Leave out the pictures and repeat every record exactly.

BEGIN The data

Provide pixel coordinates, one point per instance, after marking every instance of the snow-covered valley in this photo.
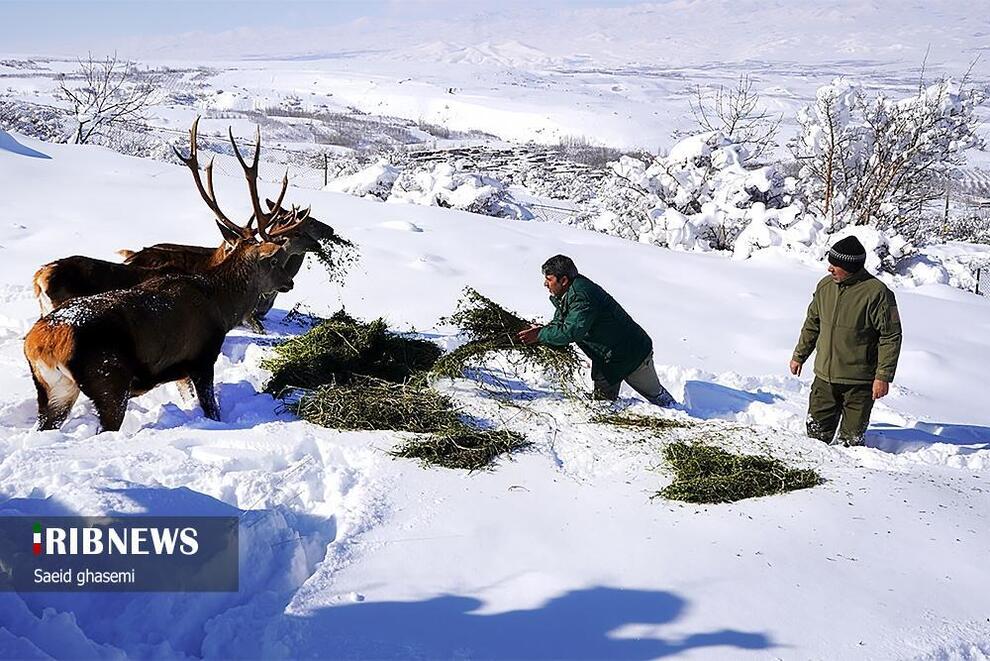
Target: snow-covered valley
(348, 552)
(565, 549)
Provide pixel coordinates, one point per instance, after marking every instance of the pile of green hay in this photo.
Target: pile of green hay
(491, 328)
(707, 474)
(464, 447)
(444, 439)
(368, 403)
(336, 254)
(637, 421)
(340, 347)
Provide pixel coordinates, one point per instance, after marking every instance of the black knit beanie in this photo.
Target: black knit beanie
(848, 254)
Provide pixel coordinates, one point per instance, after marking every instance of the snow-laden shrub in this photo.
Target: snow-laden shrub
(872, 160)
(700, 196)
(34, 121)
(445, 185)
(376, 180)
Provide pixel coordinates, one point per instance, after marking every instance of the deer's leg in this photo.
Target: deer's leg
(186, 389)
(107, 382)
(111, 405)
(56, 395)
(202, 379)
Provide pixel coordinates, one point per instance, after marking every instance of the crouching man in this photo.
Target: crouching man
(854, 326)
(619, 348)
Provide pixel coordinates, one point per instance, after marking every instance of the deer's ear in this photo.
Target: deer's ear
(268, 249)
(229, 235)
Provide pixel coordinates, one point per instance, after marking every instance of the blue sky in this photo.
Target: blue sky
(70, 25)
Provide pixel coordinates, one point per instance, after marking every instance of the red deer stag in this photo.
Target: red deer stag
(122, 343)
(309, 236)
(75, 276)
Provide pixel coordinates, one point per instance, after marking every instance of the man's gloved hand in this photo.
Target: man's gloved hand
(880, 388)
(530, 335)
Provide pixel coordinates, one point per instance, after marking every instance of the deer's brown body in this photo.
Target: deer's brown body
(76, 276)
(118, 344)
(72, 277)
(136, 335)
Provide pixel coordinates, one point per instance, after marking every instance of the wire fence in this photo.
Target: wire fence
(553, 214)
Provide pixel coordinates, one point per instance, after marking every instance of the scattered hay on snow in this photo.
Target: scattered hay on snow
(707, 474)
(491, 328)
(368, 403)
(374, 404)
(463, 447)
(340, 347)
(639, 421)
(336, 254)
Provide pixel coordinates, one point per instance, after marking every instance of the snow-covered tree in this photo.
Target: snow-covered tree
(699, 196)
(105, 93)
(878, 160)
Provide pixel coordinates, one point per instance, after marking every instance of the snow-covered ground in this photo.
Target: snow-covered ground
(347, 552)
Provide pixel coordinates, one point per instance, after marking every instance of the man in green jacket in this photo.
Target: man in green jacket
(619, 348)
(854, 326)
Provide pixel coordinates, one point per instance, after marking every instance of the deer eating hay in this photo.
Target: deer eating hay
(70, 277)
(120, 343)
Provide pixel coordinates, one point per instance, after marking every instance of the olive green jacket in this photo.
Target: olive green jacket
(587, 315)
(855, 327)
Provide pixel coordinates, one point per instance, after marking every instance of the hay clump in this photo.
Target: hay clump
(707, 474)
(338, 348)
(366, 403)
(443, 438)
(336, 254)
(491, 328)
(463, 446)
(638, 421)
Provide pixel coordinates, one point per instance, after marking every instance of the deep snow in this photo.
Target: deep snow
(347, 552)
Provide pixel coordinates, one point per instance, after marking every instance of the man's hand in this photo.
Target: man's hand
(880, 388)
(530, 335)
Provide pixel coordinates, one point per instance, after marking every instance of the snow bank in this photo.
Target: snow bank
(344, 539)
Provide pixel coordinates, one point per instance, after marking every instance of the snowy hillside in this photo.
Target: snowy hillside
(347, 552)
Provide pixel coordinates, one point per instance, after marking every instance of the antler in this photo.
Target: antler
(288, 223)
(251, 173)
(228, 228)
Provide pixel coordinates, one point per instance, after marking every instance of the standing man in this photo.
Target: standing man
(619, 348)
(853, 324)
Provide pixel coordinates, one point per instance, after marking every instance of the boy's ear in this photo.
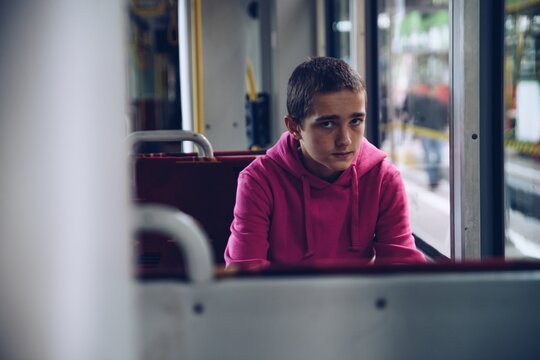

END The data

**Completed exercise:**
Provide pixel coordinates, one point per instance, after marking every instance of the snow-covered valley in this photo.
Target: snow-covered valley
(348, 552)
(565, 549)
Provide pixel coordinates, one point per instance, after marking every instance of the pile of green hay in this photo.
Target: pile of green hay
(491, 328)
(707, 474)
(464, 447)
(444, 439)
(368, 403)
(336, 254)
(637, 421)
(340, 347)
Provide pixel coordinates, one point per instance, after marking every instance of the black knit beanie in this photo.
Target: black knit beanie
(848, 254)
Provide pixel coordinates, one point per instance, after marking every instance of the snow-laden shrub in this photo.
Target: snow-laden shrub
(872, 160)
(700, 196)
(34, 121)
(445, 185)
(376, 180)
Provide pixel coordinates, one point per instance, after marking every instance of the deer's leg in this photo.
Target: deer's leg
(186, 389)
(107, 382)
(111, 405)
(56, 395)
(202, 379)
Provide pixel coordinates, one point per instance, after marking every instance of the crouching man in this photo.
Target: crouching man
(854, 326)
(619, 348)
Provide pixel coordinates, one point per instance, after marking every instance of the deer's ear in this photo.
Target: deer's ear
(268, 249)
(229, 235)
Provide pixel coordinates, one point per instance, after marking every instance of the blue sky in this photo.
Target: blue sky
(70, 25)
Provide pixel coordinates, one point per instance, after marking every instance of the red deer stag in this photo.
Target: red deer stag
(122, 343)
(309, 236)
(75, 276)
Provide pixel coordinates, one point per instance, after marking every instance of the man's gloved hand in this photo.
Target: man's gloved hand
(880, 388)
(530, 335)
Provide pixel coordinates, one point per instance, after marking every instance of the deer's brown body in this photo.
Target: deer's brown body
(76, 276)
(118, 344)
(72, 277)
(136, 335)
Provide pixel coordinates, one point per instance, after marking every instance of the wire fence in this photo.
Target: wire fence
(553, 214)
Provide pixel coordinates, one point per instance, after marking every instance of the scattered hay on snow in this photo.
Target: scattered hay on snow
(707, 474)
(491, 328)
(368, 403)
(374, 404)
(463, 447)
(340, 347)
(639, 421)
(336, 254)
Provide pixel coordinates, one point per instance, after marking every instance of the snow-covered tree in this photo.
Target: snow-covered tree
(699, 196)
(105, 93)
(878, 160)
Provide pixel coordinates, one point per instance, after marking every instance of the snow-covered ground in this photo.
Target: snow-covered ground
(347, 552)
Provide pixel coordinates, one point per instance, after marking every instance of the man in green jacket in this photo.
Target: man in green jacket
(619, 348)
(854, 326)
Provide pixel coordinates, one point per instance, after marking every instance of the deer eating hay in this photo.
Target: deer eating hay
(70, 277)
(120, 343)
Provide pixel coordinates, one point per instance, after marking every instance of the olive green jacket in this photo.
Target: olive green jacket
(587, 315)
(855, 327)
Provide pixel coordinates, one point per instance, after marking every instance of the hay clump in this photo.
Target: hay clump
(707, 474)
(338, 348)
(366, 403)
(443, 438)
(336, 254)
(491, 328)
(463, 446)
(638, 421)
Provide pixel coordinates, one point per instance, after marking every instance of the deep snow in this photo.
Target: deep snow
(347, 552)
Provide pixel coordinates, one point per instance, after marking every instance of the man's hand in this photo.
Target: man's hand
(880, 388)
(530, 335)
Provide pixel coordinates, one point per instance, after marking every instance of the snow bank in this photo.
Target: snow bank
(344, 539)
Provide pixel coordinates, one point per instance, after marking every instance of the snowy hillside in this photo.
Target: snowy hillside
(347, 552)
Provide pixel coordinates, one point per instance, after marking every instance of the antler in this photo.
Target: antler
(288, 223)
(251, 173)
(228, 228)
Provide pixel coordinates, one point per instance, after marking every instance of the standing man in this photo.
Target: standing man
(619, 348)
(853, 324)
Provide pixel coordinates, one point per instance, after marking every instance of the boy's ear in this photo.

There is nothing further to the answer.